- [Aim]: Extract each line of the listing below that contains the string "query".

- [Entries]:
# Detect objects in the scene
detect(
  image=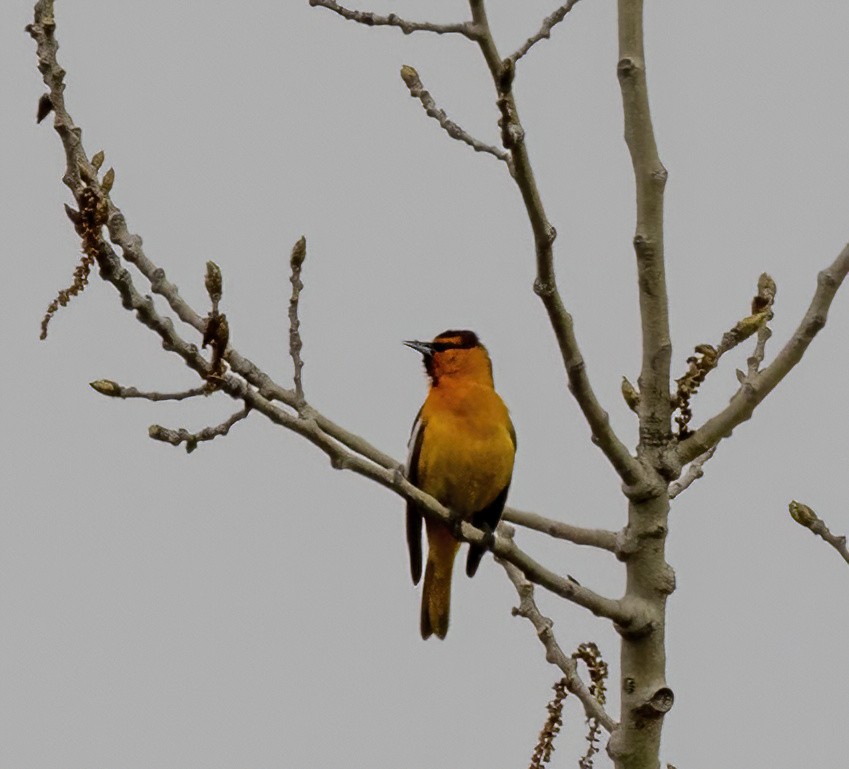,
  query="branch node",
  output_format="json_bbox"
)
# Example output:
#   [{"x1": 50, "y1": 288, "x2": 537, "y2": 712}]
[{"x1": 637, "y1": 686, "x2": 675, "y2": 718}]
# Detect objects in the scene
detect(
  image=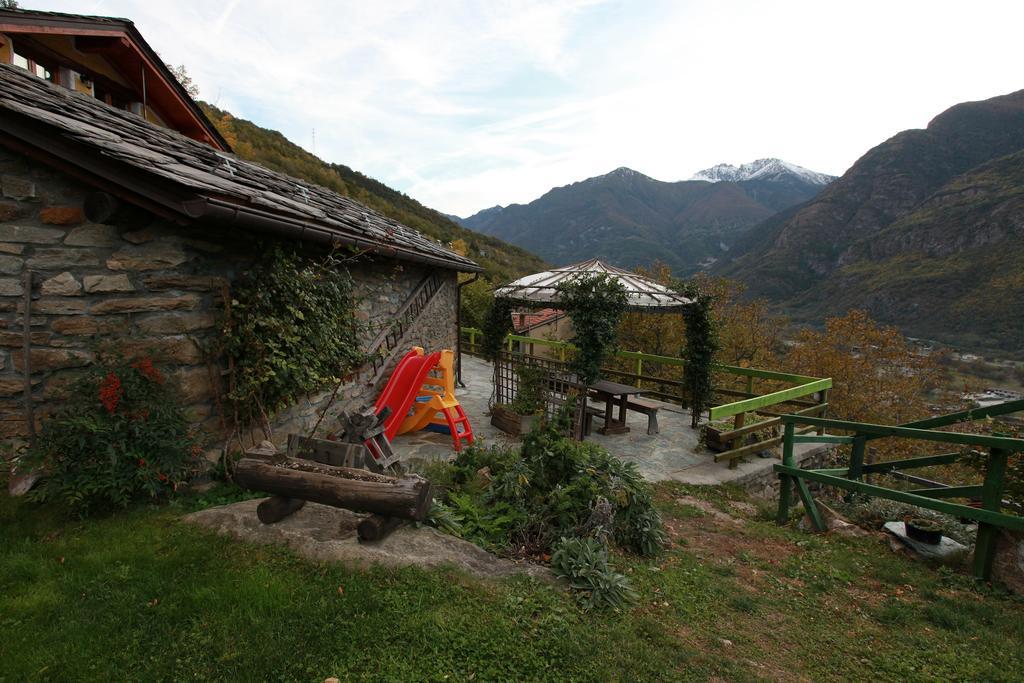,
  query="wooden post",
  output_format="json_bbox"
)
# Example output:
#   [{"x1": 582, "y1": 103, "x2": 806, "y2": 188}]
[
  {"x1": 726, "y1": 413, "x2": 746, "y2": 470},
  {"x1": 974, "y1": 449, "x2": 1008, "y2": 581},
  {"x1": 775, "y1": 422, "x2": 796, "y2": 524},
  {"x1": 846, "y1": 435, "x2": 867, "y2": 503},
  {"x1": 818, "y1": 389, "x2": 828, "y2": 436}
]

- [Answer to the problem]:
  query="branch node",
  query="wooden post",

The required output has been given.